BEGIN Document segment
So I would say that that actually was one thing that we discuss in this book, interpreting the body. I wrote a chapter in this book expressing how we feel about people with disability.

We have feelings just like you!

So that’s part of it. Like a whole lot of my marital life. It’s something that I want to share because culturally, people don’t really want to connect with people with disabilities. They don’t have that pride in us. And at times too, when some of them connect with you, you realize that they don’t meet what marriage means to them.

Because some of the student, the people that our wife, we we have to fight police here and there, or the judicial system to arrest people, or to make sure that they look after their children with disabilities or with parents with disabilities, you know? So those issues are also there.

And next, the global disability studies course? That is actually pulling people from many parts of the world to change the narrative.

Why is it so?

Because in this course as much as I build this curriculum, my expectation is to dismantle disability in every home.
END Document segment
BEGIN Extracted material
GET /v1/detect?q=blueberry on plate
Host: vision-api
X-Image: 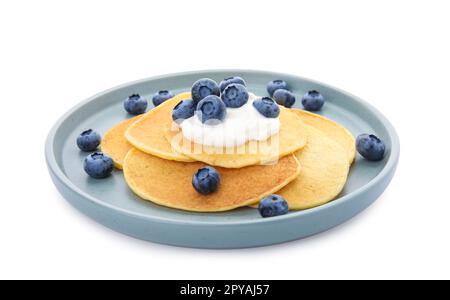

[356,134,386,161]
[172,99,196,123]
[258,195,289,218]
[123,94,147,115]
[267,79,288,97]
[152,90,173,107]
[302,90,325,111]
[273,89,295,108]
[191,78,220,102]
[219,76,246,93]
[192,166,220,195]
[253,97,280,118]
[221,83,248,108]
[77,129,102,152]
[195,95,227,125]
[83,152,114,179]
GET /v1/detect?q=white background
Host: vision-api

[0,0,450,279]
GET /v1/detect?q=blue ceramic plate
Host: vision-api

[45,70,399,248]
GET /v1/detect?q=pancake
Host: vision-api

[165,107,308,168]
[251,125,349,210]
[100,116,142,169]
[292,108,356,164]
[125,92,194,162]
[123,149,300,212]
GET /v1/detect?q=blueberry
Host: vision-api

[192,166,220,195]
[273,89,295,108]
[253,97,280,118]
[258,195,289,218]
[221,83,248,108]
[191,78,220,103]
[123,94,147,115]
[267,79,288,97]
[356,134,386,161]
[172,99,196,123]
[77,129,102,152]
[84,152,114,178]
[195,95,227,125]
[302,90,325,111]
[152,90,173,106]
[219,76,246,93]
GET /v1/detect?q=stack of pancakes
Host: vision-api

[101,92,356,212]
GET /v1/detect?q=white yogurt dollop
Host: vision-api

[180,93,280,147]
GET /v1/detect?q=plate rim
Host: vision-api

[45,69,400,226]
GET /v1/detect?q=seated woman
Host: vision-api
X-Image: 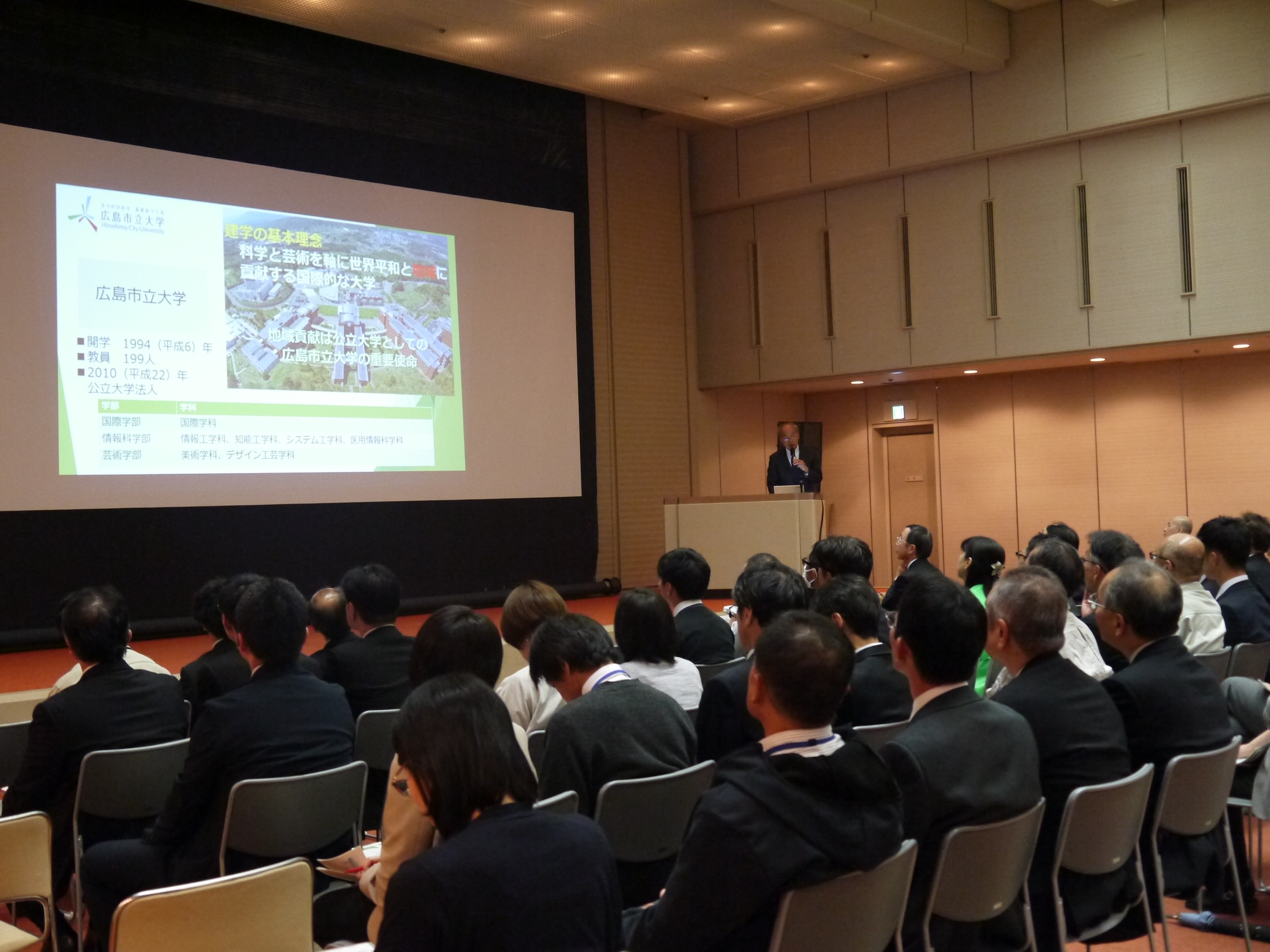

[613,589,701,711]
[376,674,621,952]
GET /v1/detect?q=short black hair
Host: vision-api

[339,563,401,624]
[806,536,873,579]
[189,579,225,638]
[1195,515,1252,569]
[57,585,128,664]
[234,579,308,664]
[811,575,881,638]
[657,549,710,600]
[389,672,537,839]
[613,589,682,664]
[732,565,810,628]
[410,605,503,688]
[755,612,856,728]
[895,572,988,684]
[529,614,617,682]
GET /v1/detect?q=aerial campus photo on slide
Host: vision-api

[57,184,465,475]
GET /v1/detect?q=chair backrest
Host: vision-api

[596,760,715,863]
[1054,764,1156,876]
[110,859,314,952]
[534,790,578,815]
[926,800,1045,924]
[353,708,396,770]
[1153,737,1239,837]
[769,839,917,952]
[0,721,31,787]
[221,760,366,876]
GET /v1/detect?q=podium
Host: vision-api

[663,493,824,589]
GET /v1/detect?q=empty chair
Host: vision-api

[922,800,1045,952]
[769,839,917,952]
[110,859,314,952]
[221,760,366,876]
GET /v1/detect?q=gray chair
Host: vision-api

[768,839,917,952]
[596,760,715,863]
[221,760,366,876]
[534,790,578,816]
[1052,764,1156,952]
[1150,737,1252,952]
[922,800,1045,952]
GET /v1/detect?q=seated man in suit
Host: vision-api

[811,575,913,728]
[987,571,1141,952]
[325,565,414,721]
[697,565,808,760]
[1195,515,1270,655]
[881,526,942,612]
[622,612,902,952]
[881,576,1041,952]
[1094,558,1234,916]
[180,575,257,723]
[657,549,733,664]
[80,579,353,948]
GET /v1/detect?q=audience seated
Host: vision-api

[327,565,414,721]
[622,614,902,952]
[697,571,808,760]
[881,575,1041,952]
[498,581,569,731]
[657,549,733,664]
[376,675,620,952]
[613,589,701,711]
[987,571,1141,952]
[81,579,353,948]
[811,575,913,728]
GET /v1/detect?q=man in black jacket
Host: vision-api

[657,549,734,664]
[881,576,1041,952]
[987,571,1146,952]
[622,612,902,952]
[81,579,353,948]
[811,575,913,728]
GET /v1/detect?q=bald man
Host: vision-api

[1150,533,1225,655]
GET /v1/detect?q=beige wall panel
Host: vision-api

[970,3,1067,148]
[825,178,909,373]
[736,113,811,198]
[1063,0,1169,129]
[808,93,890,183]
[1081,125,1189,347]
[904,161,996,367]
[755,192,833,381]
[692,208,758,387]
[1183,104,1270,336]
[932,375,1018,576]
[1166,0,1270,109]
[988,142,1088,357]
[1006,368,1099,543]
[887,73,974,168]
[1082,361,1186,552]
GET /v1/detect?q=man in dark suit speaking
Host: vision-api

[767,423,820,493]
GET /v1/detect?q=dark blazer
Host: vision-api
END Extracted material
_What the task requires_
Copy the passage on disability starting at "So that’s part" and ending at "means to them.", and change "marital life" to "married life".

_Output for this task_
So that’s part of it. Like a whole lot of my married life. It’s something that I want to share because culturally, people don’t really want to connect with people with disabilities. They don’t have that pride in us. And at times too, when some of them connect with you, you realize that they don’t meet what marriage means to them.